Short problem:
Collect every line of the data below that contains the string "building", matching case exactly.

Dataset records:
##############################

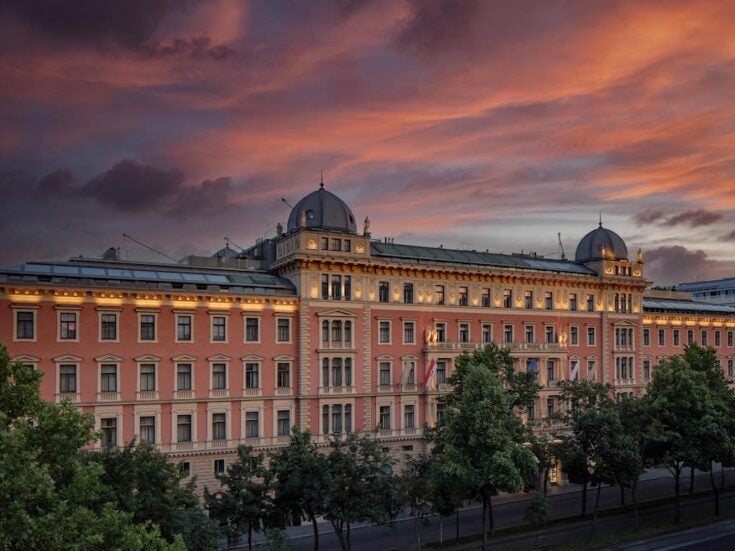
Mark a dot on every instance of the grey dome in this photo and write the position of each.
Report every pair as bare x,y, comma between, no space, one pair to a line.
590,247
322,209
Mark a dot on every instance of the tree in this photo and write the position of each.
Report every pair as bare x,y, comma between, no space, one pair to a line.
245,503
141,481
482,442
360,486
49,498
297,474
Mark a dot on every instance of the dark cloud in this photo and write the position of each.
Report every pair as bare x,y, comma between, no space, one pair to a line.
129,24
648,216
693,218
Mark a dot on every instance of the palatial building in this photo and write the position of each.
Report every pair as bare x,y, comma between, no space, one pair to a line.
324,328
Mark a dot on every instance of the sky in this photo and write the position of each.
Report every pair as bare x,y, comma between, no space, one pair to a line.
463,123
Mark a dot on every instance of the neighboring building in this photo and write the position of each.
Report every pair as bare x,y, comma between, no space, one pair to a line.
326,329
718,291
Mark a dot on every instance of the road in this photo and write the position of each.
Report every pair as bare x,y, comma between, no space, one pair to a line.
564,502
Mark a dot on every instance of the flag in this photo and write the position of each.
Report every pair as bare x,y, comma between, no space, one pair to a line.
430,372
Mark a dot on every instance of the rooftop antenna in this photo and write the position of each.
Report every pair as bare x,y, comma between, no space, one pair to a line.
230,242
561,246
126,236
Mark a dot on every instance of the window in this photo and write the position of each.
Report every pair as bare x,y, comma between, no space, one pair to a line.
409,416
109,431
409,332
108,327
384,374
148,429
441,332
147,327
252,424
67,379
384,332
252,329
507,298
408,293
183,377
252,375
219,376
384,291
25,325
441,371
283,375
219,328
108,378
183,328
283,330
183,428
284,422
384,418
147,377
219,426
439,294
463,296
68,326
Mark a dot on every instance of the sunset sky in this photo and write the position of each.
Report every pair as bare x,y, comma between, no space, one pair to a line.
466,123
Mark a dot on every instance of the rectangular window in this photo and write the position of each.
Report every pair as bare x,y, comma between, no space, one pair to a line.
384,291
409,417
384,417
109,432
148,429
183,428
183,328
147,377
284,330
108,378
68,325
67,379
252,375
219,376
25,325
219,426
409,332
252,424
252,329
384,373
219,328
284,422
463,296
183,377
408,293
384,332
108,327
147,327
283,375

##############################

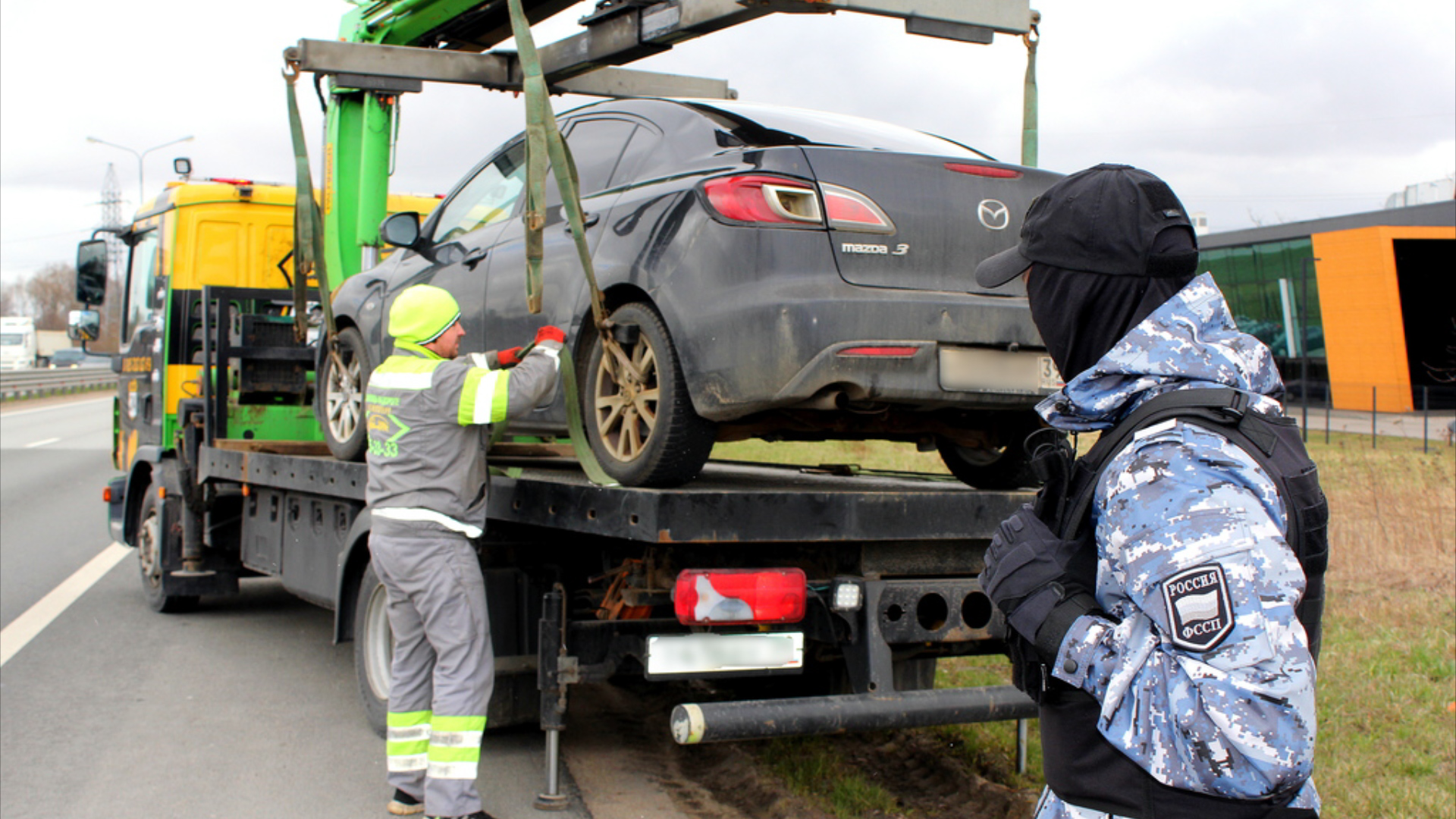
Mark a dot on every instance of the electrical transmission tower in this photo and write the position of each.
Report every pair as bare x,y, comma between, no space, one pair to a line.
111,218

##############################

Answer for this exercise:
Mark a dot on every instance of the palatial building in this photo and write the position of each.
Mark a dot on every instance of the neighboring building in this photo and write the position of each.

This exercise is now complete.